### BRIEF
Reproduce every line of the records below without changing anything.

Records taken from a collection
== Segment start ==

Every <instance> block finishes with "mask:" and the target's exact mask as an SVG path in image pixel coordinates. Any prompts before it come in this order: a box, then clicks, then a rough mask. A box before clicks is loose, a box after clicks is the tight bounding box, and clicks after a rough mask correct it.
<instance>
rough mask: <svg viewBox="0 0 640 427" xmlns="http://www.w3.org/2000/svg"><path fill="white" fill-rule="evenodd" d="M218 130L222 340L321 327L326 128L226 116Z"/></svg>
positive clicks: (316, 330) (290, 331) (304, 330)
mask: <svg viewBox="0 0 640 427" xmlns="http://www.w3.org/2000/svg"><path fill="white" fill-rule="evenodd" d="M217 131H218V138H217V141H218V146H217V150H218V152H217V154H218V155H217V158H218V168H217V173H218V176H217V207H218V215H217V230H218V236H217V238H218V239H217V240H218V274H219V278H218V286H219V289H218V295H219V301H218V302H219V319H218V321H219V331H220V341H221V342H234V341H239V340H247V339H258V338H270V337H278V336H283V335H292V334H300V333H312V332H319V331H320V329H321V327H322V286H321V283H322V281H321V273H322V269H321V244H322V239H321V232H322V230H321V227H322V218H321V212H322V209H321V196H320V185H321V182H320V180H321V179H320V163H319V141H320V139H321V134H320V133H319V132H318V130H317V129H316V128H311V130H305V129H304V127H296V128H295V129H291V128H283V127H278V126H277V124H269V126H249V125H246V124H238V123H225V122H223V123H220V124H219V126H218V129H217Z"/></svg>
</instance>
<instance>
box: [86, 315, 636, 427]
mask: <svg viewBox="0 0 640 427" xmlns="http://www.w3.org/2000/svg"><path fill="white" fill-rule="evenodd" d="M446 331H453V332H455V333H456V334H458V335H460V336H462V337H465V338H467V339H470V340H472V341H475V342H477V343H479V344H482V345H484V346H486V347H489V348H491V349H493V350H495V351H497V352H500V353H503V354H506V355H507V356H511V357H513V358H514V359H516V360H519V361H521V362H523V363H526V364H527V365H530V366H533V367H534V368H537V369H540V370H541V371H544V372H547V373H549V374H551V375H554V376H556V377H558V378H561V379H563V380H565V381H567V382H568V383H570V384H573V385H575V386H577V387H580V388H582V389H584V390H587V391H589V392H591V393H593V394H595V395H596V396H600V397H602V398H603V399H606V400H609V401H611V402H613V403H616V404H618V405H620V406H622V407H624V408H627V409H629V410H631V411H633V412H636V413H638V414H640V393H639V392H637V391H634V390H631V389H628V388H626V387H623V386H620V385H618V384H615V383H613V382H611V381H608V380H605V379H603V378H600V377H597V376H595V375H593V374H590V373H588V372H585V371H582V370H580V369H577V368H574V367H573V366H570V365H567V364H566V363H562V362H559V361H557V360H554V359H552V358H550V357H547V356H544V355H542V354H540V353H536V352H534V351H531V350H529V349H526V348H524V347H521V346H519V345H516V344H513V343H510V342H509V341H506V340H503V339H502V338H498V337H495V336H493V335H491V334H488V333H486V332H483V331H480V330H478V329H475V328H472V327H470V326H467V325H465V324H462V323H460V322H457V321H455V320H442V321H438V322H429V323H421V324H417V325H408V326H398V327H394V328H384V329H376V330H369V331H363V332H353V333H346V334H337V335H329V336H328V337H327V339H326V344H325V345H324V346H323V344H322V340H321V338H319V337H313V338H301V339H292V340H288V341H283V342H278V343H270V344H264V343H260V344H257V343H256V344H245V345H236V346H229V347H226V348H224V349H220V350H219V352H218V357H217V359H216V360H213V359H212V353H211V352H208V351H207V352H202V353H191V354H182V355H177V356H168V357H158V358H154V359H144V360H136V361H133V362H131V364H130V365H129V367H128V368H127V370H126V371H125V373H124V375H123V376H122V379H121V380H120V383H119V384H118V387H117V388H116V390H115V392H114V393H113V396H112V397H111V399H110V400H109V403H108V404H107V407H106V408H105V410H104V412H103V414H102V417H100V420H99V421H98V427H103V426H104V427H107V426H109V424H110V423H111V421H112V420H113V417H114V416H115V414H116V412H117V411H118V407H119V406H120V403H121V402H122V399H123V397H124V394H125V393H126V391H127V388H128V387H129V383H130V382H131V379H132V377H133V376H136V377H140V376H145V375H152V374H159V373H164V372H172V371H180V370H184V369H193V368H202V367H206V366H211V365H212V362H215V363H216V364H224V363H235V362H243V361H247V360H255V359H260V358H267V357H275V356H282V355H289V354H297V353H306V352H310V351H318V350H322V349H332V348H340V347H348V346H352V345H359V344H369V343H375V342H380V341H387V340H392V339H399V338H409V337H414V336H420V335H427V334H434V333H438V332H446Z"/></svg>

== Segment end ==

### ANSWER BELOW
Every <instance> block finishes with "mask:" and the target's exact mask as an SVG path in image pixel coordinates. Any prompts before it come in this order: a box, then clicks, then a rough mask. A box before clicks is loose, a box after clicks is the tight bounding box, and clicks after a rough mask correct it.
<instance>
rough mask: <svg viewBox="0 0 640 427" xmlns="http://www.w3.org/2000/svg"><path fill="white" fill-rule="evenodd" d="M218 130L222 340L321 327L326 128L226 116Z"/></svg>
positive clicks: (316, 330) (290, 331) (304, 330)
mask: <svg viewBox="0 0 640 427" xmlns="http://www.w3.org/2000/svg"><path fill="white" fill-rule="evenodd" d="M217 131H218V138H217V141H218V146H217V150H218V152H217V154H218V155H217V158H218V168H217V173H218V176H217V207H218V215H217V230H218V236H217V238H218V239H217V240H218V274H219V278H218V286H219V289H218V295H219V301H218V302H219V319H218V321H219V331H220V341H221V342H234V341H239V340H247V339H258V338H270V337H278V336H283V335H292V334H300V333H312V332H319V331H320V329H321V327H322V286H321V283H322V281H321V273H322V269H321V244H322V239H321V232H322V230H321V227H322V218H321V212H322V209H321V196H320V185H321V182H320V180H321V179H320V163H319V141H320V139H321V134H320V133H319V132H318V130H317V129H316V128H311V130H305V129H304V127H296V128H295V129H291V128H283V127H278V126H277V124H269V126H249V125H246V124H238V123H225V122H223V123H220V124H219V126H218V129H217Z"/></svg>
</instance>
<instance>
box: [86, 315, 636, 427]
mask: <svg viewBox="0 0 640 427" xmlns="http://www.w3.org/2000/svg"><path fill="white" fill-rule="evenodd" d="M446 331H453V332H455V333H456V334H458V335H460V336H462V337H465V338H467V339H470V340H472V341H475V342H477V343H479V344H482V345H484V346H486V347H489V348H491V349H493V350H495V351H497V352H500V353H503V354H506V355H507V356H511V357H513V358H514V359H516V360H519V361H521V362H523V363H526V364H527V365H530V366H533V367H534V368H537V369H540V370H541V371H544V372H547V373H549V374H551V375H554V376H556V377H558V378H561V379H563V380H565V381H567V382H568V383H570V384H573V385H575V386H577V387H580V388H582V389H584V390H587V391H589V392H591V393H593V394H595V395H596V396H600V397H602V398H603V399H606V400H609V401H611V402H613V403H616V404H618V405H620V406H622V407H624V408H627V409H629V410H631V411H633V412H636V413H638V414H640V393H639V392H637V391H634V390H631V389H628V388H626V387H623V386H620V385H618V384H615V383H613V382H611V381H608V380H605V379H603V378H600V377H597V376H595V375H593V374H590V373H588V372H585V371H582V370H580V369H577V368H574V367H573V366H570V365H567V364H566V363H562V362H559V361H557V360H554V359H552V358H550V357H547V356H544V355H542V354H540V353H536V352H534V351H531V350H529V349H526V348H524V347H521V346H519V345H516V344H513V343H510V342H509V341H506V340H503V339H502V338H498V337H495V336H493V335H491V334H488V333H486V332H483V331H480V330H478V329H475V328H472V327H470V326H467V325H465V324H462V323H460V322H457V321H455V320H442V321H438V322H429V323H421V324H417V325H408V326H398V327H394V328H384V329H376V330H369V331H363V332H353V333H346V334H337V335H329V336H328V337H327V339H326V344H325V345H324V346H323V344H322V340H321V338H319V337H313V338H301V339H292V340H288V341H283V342H278V343H270V344H264V343H260V344H257V343H256V344H245V345H236V346H229V347H226V348H224V349H220V350H219V352H218V357H217V359H216V360H213V359H212V353H211V352H208V351H207V352H202V353H191V354H182V355H177V356H168V357H158V358H154V359H144V360H136V361H133V362H131V364H130V365H129V367H128V368H127V370H126V371H125V373H124V375H123V376H122V379H121V380H120V383H119V384H118V387H117V388H116V390H115V392H114V393H113V396H112V397H111V399H110V400H109V403H108V404H107V407H106V408H105V410H104V412H103V414H102V417H100V420H99V421H98V427H103V426H104V427H107V426H109V424H110V423H111V421H112V420H113V417H114V416H115V414H116V412H117V411H118V407H119V406H120V403H121V402H122V399H123V397H124V394H125V393H126V391H127V388H128V387H129V383H130V382H131V379H132V377H133V376H136V377H140V376H145V375H152V374H159V373H164V372H172V371H180V370H184V369H193V368H202V367H206V366H211V365H212V362H215V363H216V364H224V363H235V362H243V361H247V360H255V359H260V358H267V357H275V356H282V355H289V354H297V353H306V352H310V351H318V350H322V349H332V348H340V347H348V346H352V345H359V344H369V343H375V342H380V341H387V340H392V339H399V338H409V337H414V336H420V335H427V334H434V333H438V332H446Z"/></svg>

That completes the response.